§ **Source document**
◆ ◆ ◆ ◆ ◆ ◆ ◆
# Anxiety Disorders > Panic Disorder and Agoraphobia >  >  Share your feelings!

## UndercoverAngel

With everything going on in the world, I find myself wanting to avoid many places that I normally wouldn't. I haven't entirely stopped, because there are many places that I or we must go, but it is done with a lot of anxiety. The bank, a mall, anywhere that is populated. Simply going to get something to eat, I find myself looking over my shoulder. 

I cannot stand watching the news but at the same time, it is best to be informed. Watching or hearing about all the tragedies, whether it is terrorist attacks, natural disasters, or people just going crazy, is really taking a toll. I find myself crying more, and sometimes just sit in awe, trying to process all this, but it cannot be processed.
◆ ◆ ◆ ◆ ◆ ◆ ◆
§ **Dataset section**
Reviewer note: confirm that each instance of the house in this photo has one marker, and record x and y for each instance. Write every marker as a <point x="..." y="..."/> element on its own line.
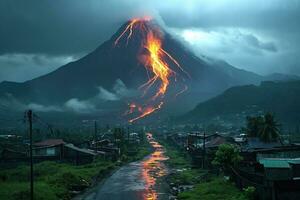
◆ ◆ ◆ ◆ ◆ ◆ ◆
§ **Exercise requirements**
1 - In the forum post, which places does the writer name as ones now visited with anxiety?
2 - Copy the forum post's passage starting at "I cannot stand" and ending at "cannot be processed.", substituting "the evening broadcast" for "the news".
3 - Does each statement agree with the forum post? Answer yes or no for each, and quote the deciding words.
(a) The writer has completely stopped going to public places.
(b) The writer believes it is best to be informed.
(c) The writer says they are crying more.
The listing above is separate material with no connection to the forum post.

§ **Task results**
1 - The bank, a mall, and anywhere that is populated.

2 -
I cannot stand watching the evening broadcast but at the same time, it is best to be informed. Watching or hearing about all the tragedies, whether it is terrorist attacks, natural disasters, or people just going crazy, is really taking a toll. I find myself crying more, and sometimes just sit in awe, trying to process all this, but it cannot be processed.

3 -
(a) No: "I haven't entirely stopped"
(b) Yes: "it is best to be informed"
(c) Yes: "I find myself crying more"